Description of the task
Pictures don't belong in the copy; print all the records exactly.

Dataset extract
-------------------------
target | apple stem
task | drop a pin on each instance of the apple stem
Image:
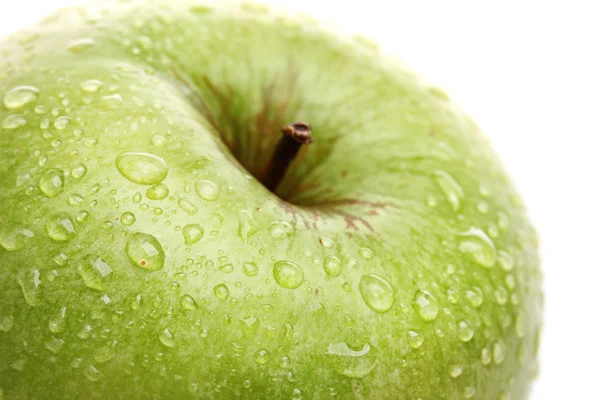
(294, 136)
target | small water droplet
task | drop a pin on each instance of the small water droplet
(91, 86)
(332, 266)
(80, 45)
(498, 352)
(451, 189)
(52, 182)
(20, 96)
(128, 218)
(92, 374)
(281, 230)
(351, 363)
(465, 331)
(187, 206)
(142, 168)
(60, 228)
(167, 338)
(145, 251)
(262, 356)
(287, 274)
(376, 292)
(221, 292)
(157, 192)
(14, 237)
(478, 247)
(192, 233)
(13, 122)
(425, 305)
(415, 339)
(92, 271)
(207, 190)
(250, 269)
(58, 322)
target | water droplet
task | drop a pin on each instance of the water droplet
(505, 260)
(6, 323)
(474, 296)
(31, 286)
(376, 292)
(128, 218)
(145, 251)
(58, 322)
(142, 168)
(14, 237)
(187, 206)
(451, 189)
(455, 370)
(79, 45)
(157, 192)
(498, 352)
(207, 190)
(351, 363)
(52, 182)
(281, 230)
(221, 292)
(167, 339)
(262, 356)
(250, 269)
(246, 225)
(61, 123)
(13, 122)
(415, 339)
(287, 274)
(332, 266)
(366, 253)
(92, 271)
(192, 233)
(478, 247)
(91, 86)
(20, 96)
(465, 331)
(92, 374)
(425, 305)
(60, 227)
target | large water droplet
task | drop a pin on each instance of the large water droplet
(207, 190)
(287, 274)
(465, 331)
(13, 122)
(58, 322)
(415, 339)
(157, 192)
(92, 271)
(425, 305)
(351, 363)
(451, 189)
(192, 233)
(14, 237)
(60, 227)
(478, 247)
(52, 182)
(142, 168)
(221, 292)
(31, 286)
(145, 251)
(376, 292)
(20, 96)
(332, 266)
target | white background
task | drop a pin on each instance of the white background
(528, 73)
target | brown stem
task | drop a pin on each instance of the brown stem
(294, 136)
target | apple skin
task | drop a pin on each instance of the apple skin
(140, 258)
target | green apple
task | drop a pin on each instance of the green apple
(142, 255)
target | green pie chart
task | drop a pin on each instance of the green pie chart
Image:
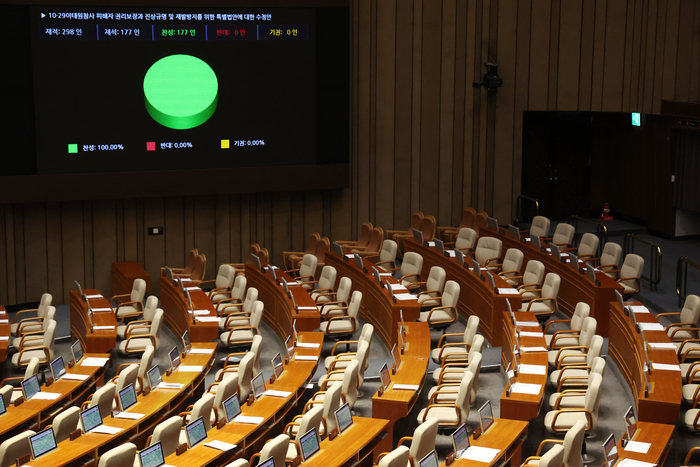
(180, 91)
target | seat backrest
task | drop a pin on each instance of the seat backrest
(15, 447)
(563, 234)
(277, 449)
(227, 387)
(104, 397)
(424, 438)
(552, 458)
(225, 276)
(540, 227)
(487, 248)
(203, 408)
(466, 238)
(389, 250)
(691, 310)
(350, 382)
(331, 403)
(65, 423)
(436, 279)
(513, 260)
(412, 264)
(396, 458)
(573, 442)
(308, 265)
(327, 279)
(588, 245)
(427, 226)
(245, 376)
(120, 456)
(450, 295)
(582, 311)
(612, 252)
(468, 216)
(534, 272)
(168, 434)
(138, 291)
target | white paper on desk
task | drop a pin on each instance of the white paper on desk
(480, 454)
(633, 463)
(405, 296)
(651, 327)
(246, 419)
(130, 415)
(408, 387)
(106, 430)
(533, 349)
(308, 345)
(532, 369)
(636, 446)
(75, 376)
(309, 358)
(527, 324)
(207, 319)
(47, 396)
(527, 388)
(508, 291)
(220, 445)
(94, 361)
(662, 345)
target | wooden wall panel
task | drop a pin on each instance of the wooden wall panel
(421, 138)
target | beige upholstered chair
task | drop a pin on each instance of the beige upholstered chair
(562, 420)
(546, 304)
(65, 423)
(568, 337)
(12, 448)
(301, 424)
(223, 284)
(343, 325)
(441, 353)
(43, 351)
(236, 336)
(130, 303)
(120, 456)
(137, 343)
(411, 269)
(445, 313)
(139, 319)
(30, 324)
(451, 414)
-------------------------
Reply
target | apple stem
task | drop a pin on each instance of the apple stem
Image:
(294, 136)
target | small water droplet
task | drop a pin on each instance of the small water droplet
(91, 86)
(332, 266)
(80, 45)
(498, 352)
(451, 189)
(52, 182)
(20, 96)
(128, 218)
(92, 374)
(281, 230)
(351, 363)
(465, 331)
(187, 206)
(142, 168)
(60, 228)
(167, 338)
(145, 251)
(262, 356)
(287, 274)
(376, 292)
(221, 292)
(157, 192)
(14, 237)
(478, 247)
(192, 233)
(13, 122)
(425, 305)
(415, 339)
(92, 271)
(207, 190)
(250, 269)
(58, 322)
target | water droplet
task | drop a pin on each instance of the water droplet
(505, 260)
(6, 323)
(474, 296)
(31, 286)
(376, 292)
(128, 218)
(145, 251)
(58, 322)
(142, 168)
(14, 237)
(187, 206)
(451, 189)
(455, 370)
(79, 45)
(157, 192)
(498, 352)
(207, 190)
(351, 363)
(52, 182)
(281, 230)
(221, 292)
(167, 339)
(262, 356)
(250, 269)
(246, 225)
(61, 123)
(13, 122)
(415, 339)
(287, 274)
(332, 266)
(366, 253)
(92, 271)
(192, 233)
(478, 247)
(91, 86)
(20, 96)
(465, 331)
(92, 374)
(425, 305)
(60, 227)
target | large water droplet
task | drop a pin on each instance of the large water droplet
(207, 190)
(287, 274)
(465, 331)
(13, 122)
(58, 322)
(415, 339)
(157, 192)
(92, 271)
(425, 305)
(351, 363)
(451, 189)
(192, 233)
(14, 237)
(60, 227)
(478, 247)
(52, 182)
(142, 168)
(221, 292)
(31, 286)
(145, 251)
(376, 292)
(20, 96)
(332, 266)
target | white background
task | drop a pin on each instance of the white background
(528, 73)
target | brown stem
task | drop a pin on each instance of the brown stem
(294, 136)
target | apple skin
task | drop a pin on each instance of the apple skin
(140, 258)
target | green apple
task | drop a pin on each instance of the green apple
(142, 255)
target | green pie chart
task | drop a pin on each instance of the green pie chart
Image:
(180, 91)
target | seat backrest
task | drop a pin on each instance of the seat backrest
(15, 447)
(563, 234)
(277, 449)
(227, 387)
(104, 397)
(424, 438)
(552, 458)
(225, 276)
(540, 227)
(487, 248)
(203, 408)
(466, 238)
(389, 250)
(691, 310)
(350, 382)
(331, 403)
(65, 423)
(436, 279)
(513, 260)
(412, 264)
(396, 458)
(573, 442)
(308, 265)
(327, 279)
(588, 245)
(427, 226)
(245, 376)
(120, 456)
(450, 295)
(582, 311)
(612, 252)
(468, 216)
(534, 272)
(168, 434)
(138, 291)
target | white paper on desk
task | drop a pin on each instance of the white paper on desk
(480, 454)
(633, 463)
(405, 296)
(651, 327)
(246, 419)
(130, 415)
(408, 387)
(106, 430)
(533, 349)
(308, 345)
(532, 369)
(636, 446)
(75, 376)
(309, 358)
(527, 324)
(207, 319)
(47, 396)
(527, 388)
(508, 291)
(220, 445)
(94, 361)
(662, 345)
target | wooden wall panel
task | drop a pin on each instance of the wooden wall panel
(421, 138)
target | beige upholstered chair
task | drop a pin on each instance of the beige upholstered chair
(562, 420)
(546, 304)
(65, 423)
(568, 337)
(12, 448)
(301, 424)
(223, 284)
(343, 325)
(441, 353)
(43, 351)
(236, 336)
(130, 303)
(120, 456)
(137, 343)
(411, 269)
(445, 313)
(139, 319)
(30, 324)
(451, 414)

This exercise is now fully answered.